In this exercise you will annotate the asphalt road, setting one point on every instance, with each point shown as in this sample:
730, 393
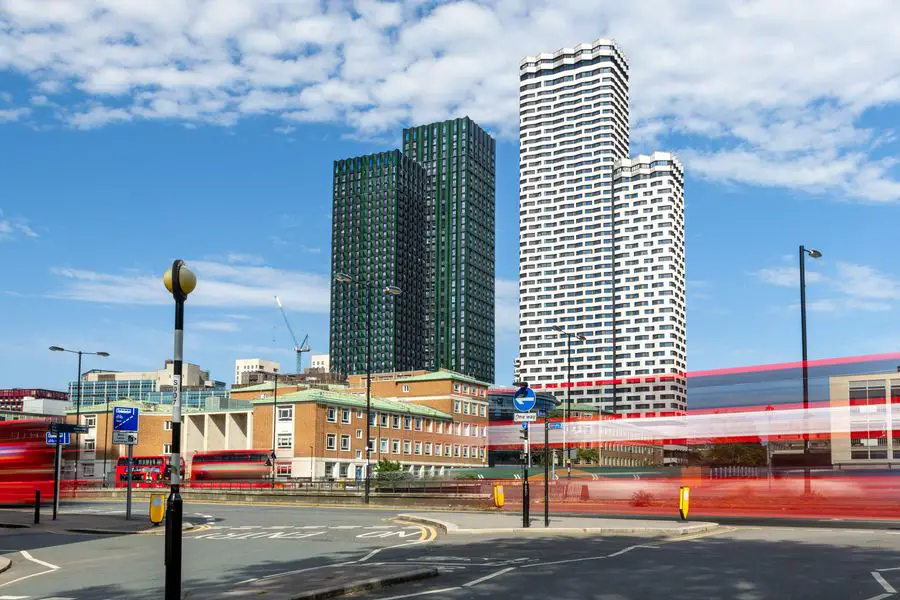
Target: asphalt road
233, 544
230, 544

# Exercise brief
When you copy the records above, keep every word exact but leave out the pictures.

# Solved exercise
In this exercise you will annotate the asphalt road, setting one point on every instance, with each point shown as in this sample:
730, 393
Target: asphalt road
233, 544
230, 544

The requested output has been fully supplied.